### What to work on
Scan the records that follow, and whenever a line has the word "provide", copy it.

══════════════════════════════

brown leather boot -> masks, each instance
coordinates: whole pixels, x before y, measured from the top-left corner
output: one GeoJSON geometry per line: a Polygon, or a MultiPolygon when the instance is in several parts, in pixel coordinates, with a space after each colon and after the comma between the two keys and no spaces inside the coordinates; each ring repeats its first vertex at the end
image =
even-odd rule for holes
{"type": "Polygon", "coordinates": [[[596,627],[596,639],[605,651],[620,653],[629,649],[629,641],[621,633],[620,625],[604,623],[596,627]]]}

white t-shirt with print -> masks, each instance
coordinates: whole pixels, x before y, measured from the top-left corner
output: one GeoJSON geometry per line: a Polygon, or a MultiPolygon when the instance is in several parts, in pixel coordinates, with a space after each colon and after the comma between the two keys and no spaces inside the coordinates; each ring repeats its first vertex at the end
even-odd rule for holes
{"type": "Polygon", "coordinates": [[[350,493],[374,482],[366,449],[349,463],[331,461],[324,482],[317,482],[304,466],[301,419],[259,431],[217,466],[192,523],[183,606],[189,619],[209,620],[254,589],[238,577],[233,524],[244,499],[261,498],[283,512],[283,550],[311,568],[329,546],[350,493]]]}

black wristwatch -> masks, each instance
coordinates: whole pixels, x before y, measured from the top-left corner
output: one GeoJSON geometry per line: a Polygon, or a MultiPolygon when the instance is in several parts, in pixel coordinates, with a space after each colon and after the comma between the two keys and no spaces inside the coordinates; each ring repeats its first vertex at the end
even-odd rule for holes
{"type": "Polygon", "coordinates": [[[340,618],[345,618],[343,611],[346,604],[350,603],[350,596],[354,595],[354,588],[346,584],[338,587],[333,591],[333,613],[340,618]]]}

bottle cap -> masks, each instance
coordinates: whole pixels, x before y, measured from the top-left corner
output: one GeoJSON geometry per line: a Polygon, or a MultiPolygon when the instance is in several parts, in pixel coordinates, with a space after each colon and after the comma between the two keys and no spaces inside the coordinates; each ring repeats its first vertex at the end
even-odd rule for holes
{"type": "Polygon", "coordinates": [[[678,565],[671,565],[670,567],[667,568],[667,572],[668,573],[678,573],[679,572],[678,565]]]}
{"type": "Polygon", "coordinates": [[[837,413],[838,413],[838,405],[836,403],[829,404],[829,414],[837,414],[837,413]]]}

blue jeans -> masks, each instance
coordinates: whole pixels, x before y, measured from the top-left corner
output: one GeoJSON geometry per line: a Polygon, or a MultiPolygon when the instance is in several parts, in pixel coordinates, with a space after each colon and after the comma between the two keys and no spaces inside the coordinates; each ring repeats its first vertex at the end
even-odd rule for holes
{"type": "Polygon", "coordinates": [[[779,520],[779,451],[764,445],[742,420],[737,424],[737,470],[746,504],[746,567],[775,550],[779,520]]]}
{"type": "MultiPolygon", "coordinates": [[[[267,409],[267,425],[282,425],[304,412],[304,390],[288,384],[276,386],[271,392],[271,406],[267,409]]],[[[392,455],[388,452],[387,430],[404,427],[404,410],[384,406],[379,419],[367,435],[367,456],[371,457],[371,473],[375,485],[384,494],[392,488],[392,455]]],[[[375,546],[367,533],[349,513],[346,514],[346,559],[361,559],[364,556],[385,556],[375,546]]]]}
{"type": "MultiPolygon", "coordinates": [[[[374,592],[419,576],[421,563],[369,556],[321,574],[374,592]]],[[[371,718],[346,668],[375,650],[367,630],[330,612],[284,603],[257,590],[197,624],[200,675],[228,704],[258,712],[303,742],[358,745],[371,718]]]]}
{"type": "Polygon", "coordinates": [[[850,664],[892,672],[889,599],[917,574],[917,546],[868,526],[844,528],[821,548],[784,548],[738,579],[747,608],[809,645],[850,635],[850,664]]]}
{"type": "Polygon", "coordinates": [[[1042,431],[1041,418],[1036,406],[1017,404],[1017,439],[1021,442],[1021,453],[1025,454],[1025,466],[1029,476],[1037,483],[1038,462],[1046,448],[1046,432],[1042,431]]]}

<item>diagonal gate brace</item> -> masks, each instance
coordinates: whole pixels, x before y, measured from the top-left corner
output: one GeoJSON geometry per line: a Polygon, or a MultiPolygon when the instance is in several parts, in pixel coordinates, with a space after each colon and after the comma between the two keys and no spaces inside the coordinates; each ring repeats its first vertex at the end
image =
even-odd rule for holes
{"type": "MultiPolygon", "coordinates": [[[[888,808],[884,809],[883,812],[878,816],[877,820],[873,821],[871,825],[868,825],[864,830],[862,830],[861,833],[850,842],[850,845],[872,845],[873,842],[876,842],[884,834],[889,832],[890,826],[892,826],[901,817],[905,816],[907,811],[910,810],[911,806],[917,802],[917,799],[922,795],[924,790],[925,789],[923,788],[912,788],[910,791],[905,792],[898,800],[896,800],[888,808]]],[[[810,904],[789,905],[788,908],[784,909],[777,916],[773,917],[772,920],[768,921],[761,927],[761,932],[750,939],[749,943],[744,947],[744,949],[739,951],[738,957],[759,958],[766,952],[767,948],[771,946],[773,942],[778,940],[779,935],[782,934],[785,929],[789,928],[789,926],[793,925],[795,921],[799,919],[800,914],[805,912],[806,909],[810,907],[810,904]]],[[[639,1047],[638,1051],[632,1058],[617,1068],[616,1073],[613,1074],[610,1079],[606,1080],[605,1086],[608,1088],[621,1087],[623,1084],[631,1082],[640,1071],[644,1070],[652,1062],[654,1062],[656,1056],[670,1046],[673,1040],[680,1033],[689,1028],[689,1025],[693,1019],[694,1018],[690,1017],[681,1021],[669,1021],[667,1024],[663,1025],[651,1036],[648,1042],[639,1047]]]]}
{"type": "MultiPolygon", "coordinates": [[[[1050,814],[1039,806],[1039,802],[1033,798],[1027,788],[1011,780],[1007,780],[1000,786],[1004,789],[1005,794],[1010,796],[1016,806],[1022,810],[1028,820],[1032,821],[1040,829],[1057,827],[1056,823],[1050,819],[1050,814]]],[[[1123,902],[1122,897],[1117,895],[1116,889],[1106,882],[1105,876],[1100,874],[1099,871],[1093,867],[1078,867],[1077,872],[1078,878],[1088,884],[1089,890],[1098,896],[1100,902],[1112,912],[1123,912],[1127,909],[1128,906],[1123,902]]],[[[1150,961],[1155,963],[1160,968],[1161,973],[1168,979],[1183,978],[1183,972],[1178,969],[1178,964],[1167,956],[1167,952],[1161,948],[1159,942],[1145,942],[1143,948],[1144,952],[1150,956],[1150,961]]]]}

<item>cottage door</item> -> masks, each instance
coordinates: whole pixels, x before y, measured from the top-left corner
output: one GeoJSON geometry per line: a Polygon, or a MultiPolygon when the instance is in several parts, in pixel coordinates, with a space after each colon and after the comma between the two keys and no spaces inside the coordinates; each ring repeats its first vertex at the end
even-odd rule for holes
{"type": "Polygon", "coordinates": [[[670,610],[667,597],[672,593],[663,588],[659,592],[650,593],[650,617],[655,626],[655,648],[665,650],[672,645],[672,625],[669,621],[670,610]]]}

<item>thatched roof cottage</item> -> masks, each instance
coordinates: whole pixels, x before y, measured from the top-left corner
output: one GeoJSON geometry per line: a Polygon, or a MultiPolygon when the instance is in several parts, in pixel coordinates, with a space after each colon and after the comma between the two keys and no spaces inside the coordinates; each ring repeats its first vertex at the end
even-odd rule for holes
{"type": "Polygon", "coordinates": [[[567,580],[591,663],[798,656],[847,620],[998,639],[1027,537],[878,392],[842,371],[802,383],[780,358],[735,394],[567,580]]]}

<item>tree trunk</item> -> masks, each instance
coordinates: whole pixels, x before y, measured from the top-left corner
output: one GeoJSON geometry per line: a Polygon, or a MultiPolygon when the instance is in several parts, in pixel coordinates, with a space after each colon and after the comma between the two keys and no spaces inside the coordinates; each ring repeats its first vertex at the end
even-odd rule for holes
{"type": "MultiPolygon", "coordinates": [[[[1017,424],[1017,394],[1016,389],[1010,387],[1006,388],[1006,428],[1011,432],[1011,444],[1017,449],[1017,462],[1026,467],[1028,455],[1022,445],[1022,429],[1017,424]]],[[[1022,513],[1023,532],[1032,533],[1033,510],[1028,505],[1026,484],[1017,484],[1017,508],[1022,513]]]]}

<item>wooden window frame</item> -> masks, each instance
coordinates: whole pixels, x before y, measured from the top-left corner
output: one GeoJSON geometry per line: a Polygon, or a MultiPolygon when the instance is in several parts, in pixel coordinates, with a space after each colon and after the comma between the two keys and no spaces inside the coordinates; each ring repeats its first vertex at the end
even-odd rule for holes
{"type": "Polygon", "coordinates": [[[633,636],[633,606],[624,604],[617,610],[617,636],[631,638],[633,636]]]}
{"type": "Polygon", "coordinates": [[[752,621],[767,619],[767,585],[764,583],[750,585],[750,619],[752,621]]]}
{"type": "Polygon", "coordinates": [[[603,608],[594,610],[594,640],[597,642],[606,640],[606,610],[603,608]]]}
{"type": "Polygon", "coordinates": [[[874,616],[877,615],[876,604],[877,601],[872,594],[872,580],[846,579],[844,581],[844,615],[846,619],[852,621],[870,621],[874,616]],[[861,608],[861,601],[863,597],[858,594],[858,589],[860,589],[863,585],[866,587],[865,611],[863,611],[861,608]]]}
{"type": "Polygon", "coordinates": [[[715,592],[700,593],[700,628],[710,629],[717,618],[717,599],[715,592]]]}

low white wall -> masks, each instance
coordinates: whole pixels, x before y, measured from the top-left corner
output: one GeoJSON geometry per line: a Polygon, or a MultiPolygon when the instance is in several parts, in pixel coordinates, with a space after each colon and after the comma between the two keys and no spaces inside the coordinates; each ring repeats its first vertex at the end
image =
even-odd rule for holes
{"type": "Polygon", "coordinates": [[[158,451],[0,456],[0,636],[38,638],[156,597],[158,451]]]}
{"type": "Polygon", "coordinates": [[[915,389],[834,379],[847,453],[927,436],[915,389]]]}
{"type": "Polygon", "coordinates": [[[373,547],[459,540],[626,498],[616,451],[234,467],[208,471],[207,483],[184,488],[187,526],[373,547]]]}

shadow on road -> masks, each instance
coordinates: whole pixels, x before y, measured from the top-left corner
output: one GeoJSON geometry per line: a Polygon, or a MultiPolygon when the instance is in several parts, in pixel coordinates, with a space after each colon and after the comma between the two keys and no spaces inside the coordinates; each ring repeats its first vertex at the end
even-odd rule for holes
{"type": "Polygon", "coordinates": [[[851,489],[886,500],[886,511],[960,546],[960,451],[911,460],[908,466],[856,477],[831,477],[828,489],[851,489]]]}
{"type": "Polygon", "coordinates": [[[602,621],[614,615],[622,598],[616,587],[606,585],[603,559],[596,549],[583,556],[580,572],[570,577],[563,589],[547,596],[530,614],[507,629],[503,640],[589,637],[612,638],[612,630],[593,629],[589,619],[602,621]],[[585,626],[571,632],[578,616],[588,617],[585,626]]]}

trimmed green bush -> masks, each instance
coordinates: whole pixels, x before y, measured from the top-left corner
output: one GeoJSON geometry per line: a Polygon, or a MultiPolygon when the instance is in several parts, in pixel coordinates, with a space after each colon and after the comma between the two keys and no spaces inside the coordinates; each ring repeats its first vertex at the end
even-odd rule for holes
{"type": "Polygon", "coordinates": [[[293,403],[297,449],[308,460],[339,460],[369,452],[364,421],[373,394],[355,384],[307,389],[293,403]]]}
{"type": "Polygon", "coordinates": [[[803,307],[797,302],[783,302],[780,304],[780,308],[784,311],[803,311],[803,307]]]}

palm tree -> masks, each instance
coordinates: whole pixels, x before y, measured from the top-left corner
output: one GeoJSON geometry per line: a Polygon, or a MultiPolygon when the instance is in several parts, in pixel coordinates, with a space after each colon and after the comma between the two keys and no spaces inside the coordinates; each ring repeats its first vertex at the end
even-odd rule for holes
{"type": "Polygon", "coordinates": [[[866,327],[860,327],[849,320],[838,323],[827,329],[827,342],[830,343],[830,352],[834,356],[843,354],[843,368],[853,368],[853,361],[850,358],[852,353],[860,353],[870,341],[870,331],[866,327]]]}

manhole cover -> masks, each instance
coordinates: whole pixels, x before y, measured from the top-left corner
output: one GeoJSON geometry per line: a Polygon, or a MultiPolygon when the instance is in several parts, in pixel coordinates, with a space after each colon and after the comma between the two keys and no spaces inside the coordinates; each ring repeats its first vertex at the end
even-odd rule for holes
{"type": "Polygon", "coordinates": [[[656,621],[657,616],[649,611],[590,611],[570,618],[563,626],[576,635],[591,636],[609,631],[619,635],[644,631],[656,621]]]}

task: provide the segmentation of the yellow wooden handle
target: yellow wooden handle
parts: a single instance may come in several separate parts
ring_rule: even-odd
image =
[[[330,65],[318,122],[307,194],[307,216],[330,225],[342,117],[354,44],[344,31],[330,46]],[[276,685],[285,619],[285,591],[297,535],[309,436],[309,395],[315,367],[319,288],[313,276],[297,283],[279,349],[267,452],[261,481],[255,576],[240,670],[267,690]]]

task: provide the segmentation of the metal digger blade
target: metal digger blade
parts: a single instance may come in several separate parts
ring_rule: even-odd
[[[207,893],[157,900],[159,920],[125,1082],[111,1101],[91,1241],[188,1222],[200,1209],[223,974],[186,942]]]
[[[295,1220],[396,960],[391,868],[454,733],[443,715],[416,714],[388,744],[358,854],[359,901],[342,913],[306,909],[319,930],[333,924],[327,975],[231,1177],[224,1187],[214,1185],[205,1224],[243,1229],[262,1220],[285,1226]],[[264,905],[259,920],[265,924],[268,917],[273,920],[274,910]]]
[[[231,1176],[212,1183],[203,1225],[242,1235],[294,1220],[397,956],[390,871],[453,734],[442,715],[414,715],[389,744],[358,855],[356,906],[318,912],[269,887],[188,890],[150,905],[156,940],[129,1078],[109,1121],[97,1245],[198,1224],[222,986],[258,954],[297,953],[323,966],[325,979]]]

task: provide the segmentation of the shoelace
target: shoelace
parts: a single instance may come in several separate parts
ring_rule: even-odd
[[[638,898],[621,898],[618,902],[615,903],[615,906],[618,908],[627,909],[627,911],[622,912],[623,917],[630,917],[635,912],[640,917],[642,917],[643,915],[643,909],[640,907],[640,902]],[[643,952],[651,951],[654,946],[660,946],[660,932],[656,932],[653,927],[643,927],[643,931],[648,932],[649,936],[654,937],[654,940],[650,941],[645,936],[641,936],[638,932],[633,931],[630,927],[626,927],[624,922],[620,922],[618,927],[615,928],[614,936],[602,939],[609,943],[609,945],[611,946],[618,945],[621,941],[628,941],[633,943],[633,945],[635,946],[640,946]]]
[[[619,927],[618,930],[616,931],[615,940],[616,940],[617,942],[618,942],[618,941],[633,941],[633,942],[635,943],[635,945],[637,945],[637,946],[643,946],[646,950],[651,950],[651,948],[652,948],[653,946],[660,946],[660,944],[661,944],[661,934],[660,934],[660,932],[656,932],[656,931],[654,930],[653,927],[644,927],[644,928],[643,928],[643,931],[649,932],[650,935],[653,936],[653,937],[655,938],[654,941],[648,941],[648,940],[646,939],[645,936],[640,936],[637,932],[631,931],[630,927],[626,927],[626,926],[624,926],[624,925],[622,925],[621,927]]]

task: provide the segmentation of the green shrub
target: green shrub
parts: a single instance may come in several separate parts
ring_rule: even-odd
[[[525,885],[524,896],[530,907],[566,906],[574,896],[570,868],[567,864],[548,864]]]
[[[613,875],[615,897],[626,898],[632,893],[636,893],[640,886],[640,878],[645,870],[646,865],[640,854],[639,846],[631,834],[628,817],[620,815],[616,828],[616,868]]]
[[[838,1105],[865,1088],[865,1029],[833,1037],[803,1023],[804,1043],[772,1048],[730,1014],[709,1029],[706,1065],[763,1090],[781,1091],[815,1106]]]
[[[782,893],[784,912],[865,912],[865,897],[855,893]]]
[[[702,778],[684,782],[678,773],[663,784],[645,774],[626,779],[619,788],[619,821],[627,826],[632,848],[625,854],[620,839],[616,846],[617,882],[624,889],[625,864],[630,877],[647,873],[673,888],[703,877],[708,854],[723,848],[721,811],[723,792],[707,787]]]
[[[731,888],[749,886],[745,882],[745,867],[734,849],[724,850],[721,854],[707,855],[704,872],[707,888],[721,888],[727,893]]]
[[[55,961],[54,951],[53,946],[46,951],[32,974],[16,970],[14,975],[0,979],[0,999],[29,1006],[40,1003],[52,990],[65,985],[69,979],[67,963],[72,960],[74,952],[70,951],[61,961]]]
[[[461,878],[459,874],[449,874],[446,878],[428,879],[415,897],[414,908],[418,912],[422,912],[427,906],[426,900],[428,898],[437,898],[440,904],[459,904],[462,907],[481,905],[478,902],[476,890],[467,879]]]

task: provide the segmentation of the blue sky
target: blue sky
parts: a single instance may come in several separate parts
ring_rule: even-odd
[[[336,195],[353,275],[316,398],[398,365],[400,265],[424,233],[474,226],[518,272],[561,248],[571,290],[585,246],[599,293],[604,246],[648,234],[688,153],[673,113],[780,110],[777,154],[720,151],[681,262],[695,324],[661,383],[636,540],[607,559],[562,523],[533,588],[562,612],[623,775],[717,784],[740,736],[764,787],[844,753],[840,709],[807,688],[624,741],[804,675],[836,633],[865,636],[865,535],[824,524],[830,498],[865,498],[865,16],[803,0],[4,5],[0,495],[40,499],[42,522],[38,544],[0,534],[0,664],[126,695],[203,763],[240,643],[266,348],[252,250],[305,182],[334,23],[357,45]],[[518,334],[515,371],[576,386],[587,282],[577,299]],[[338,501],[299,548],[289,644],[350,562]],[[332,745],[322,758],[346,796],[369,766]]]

══════════════════════════════

### Task solution
task: provide the segmentation of the yellow wooden handle
task: provide the segmentation of the metal digger blade
task: provide the segmentation of the shoelace
task: provide the segmentation of the green shrub
task: provide the segmentation of the blue sky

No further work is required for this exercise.